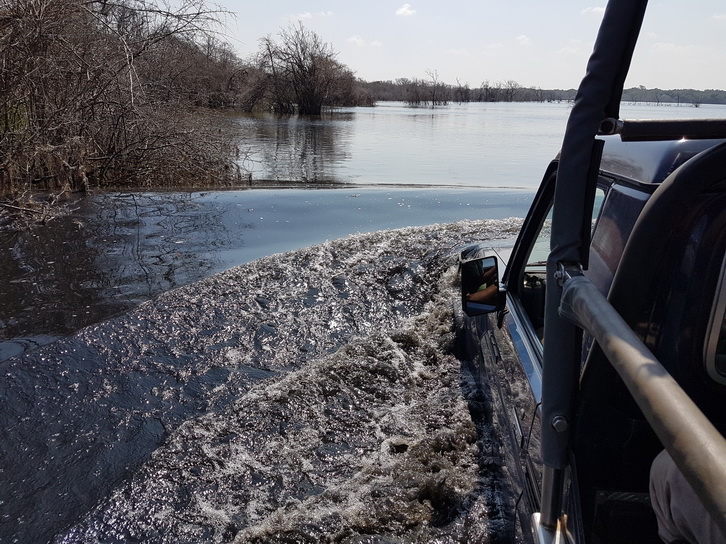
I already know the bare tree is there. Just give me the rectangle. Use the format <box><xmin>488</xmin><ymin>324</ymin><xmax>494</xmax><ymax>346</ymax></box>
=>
<box><xmin>260</xmin><ymin>22</ymin><xmax>355</xmax><ymax>115</ymax></box>
<box><xmin>0</xmin><ymin>0</ymin><xmax>245</xmax><ymax>199</ymax></box>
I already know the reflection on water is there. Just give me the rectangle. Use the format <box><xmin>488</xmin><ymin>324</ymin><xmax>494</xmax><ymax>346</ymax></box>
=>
<box><xmin>239</xmin><ymin>102</ymin><xmax>724</xmax><ymax>190</ymax></box>
<box><xmin>0</xmin><ymin>188</ymin><xmax>532</xmax><ymax>360</ymax></box>
<box><xmin>240</xmin><ymin>112</ymin><xmax>354</xmax><ymax>183</ymax></box>
<box><xmin>0</xmin><ymin>193</ymin><xmax>232</xmax><ymax>359</ymax></box>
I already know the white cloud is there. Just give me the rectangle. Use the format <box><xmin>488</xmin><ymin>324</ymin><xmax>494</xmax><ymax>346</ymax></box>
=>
<box><xmin>396</xmin><ymin>4</ymin><xmax>416</xmax><ymax>17</ymax></box>
<box><xmin>297</xmin><ymin>11</ymin><xmax>333</xmax><ymax>21</ymax></box>
<box><xmin>346</xmin><ymin>34</ymin><xmax>383</xmax><ymax>47</ymax></box>
<box><xmin>517</xmin><ymin>34</ymin><xmax>532</xmax><ymax>45</ymax></box>
<box><xmin>482</xmin><ymin>42</ymin><xmax>504</xmax><ymax>57</ymax></box>
<box><xmin>580</xmin><ymin>6</ymin><xmax>605</xmax><ymax>15</ymax></box>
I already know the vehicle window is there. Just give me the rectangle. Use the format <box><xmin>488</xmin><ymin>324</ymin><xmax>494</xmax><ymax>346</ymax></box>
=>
<box><xmin>519</xmin><ymin>188</ymin><xmax>605</xmax><ymax>342</ymax></box>
<box><xmin>705</xmin><ymin>259</ymin><xmax>726</xmax><ymax>384</ymax></box>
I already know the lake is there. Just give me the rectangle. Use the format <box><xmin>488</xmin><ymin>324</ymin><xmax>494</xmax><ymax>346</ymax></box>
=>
<box><xmin>0</xmin><ymin>103</ymin><xmax>725</xmax><ymax>360</ymax></box>
<box><xmin>0</xmin><ymin>104</ymin><xmax>720</xmax><ymax>544</ymax></box>
<box><xmin>239</xmin><ymin>102</ymin><xmax>726</xmax><ymax>187</ymax></box>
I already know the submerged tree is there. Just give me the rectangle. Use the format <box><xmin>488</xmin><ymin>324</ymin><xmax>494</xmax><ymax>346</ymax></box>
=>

▶ _Work required_:
Reproduce all of the data above verbatim, omitting the pictures.

▶ _Solution to the problem_:
I already know the bare tree is there. Just give me the rectangle. Use the format <box><xmin>488</xmin><ymin>324</ymin><xmax>494</xmax><ymax>346</ymax></box>
=>
<box><xmin>260</xmin><ymin>22</ymin><xmax>355</xmax><ymax>115</ymax></box>
<box><xmin>0</xmin><ymin>0</ymin><xmax>245</xmax><ymax>199</ymax></box>
I already know the reflection on water is there. Just give me the rectangle. Use the format <box><xmin>488</xmin><ymin>324</ymin><xmax>494</xmax><ymax>346</ymax></box>
=>
<box><xmin>239</xmin><ymin>102</ymin><xmax>724</xmax><ymax>190</ymax></box>
<box><xmin>0</xmin><ymin>188</ymin><xmax>532</xmax><ymax>360</ymax></box>
<box><xmin>240</xmin><ymin>112</ymin><xmax>354</xmax><ymax>183</ymax></box>
<box><xmin>0</xmin><ymin>193</ymin><xmax>232</xmax><ymax>359</ymax></box>
I already know the white cloud is there. Just give me the rectangle. Use the format <box><xmin>488</xmin><ymin>324</ymin><xmax>494</xmax><ymax>346</ymax></box>
=>
<box><xmin>396</xmin><ymin>4</ymin><xmax>416</xmax><ymax>17</ymax></box>
<box><xmin>297</xmin><ymin>11</ymin><xmax>333</xmax><ymax>21</ymax></box>
<box><xmin>346</xmin><ymin>34</ymin><xmax>383</xmax><ymax>47</ymax></box>
<box><xmin>517</xmin><ymin>34</ymin><xmax>532</xmax><ymax>45</ymax></box>
<box><xmin>482</xmin><ymin>42</ymin><xmax>504</xmax><ymax>57</ymax></box>
<box><xmin>580</xmin><ymin>6</ymin><xmax>605</xmax><ymax>15</ymax></box>
I already know the vehicle window is there. Just give me the rectangle. Use the format <box><xmin>488</xmin><ymin>324</ymin><xmax>494</xmax><ymax>346</ymax></box>
=>
<box><xmin>519</xmin><ymin>188</ymin><xmax>605</xmax><ymax>342</ymax></box>
<box><xmin>705</xmin><ymin>259</ymin><xmax>726</xmax><ymax>384</ymax></box>
I already know the lake is there. Just give me the rectangle. Use the format <box><xmin>488</xmin><ymin>324</ymin><xmax>494</xmax><ymax>346</ymax></box>
=>
<box><xmin>0</xmin><ymin>103</ymin><xmax>725</xmax><ymax>360</ymax></box>
<box><xmin>0</xmin><ymin>104</ymin><xmax>720</xmax><ymax>544</ymax></box>
<box><xmin>239</xmin><ymin>102</ymin><xmax>726</xmax><ymax>187</ymax></box>
I already know the submerged tree is there. Just give me the rectangle. Use the format <box><xmin>488</xmin><ymin>324</ymin><xmax>494</xmax><ymax>346</ymax></box>
=>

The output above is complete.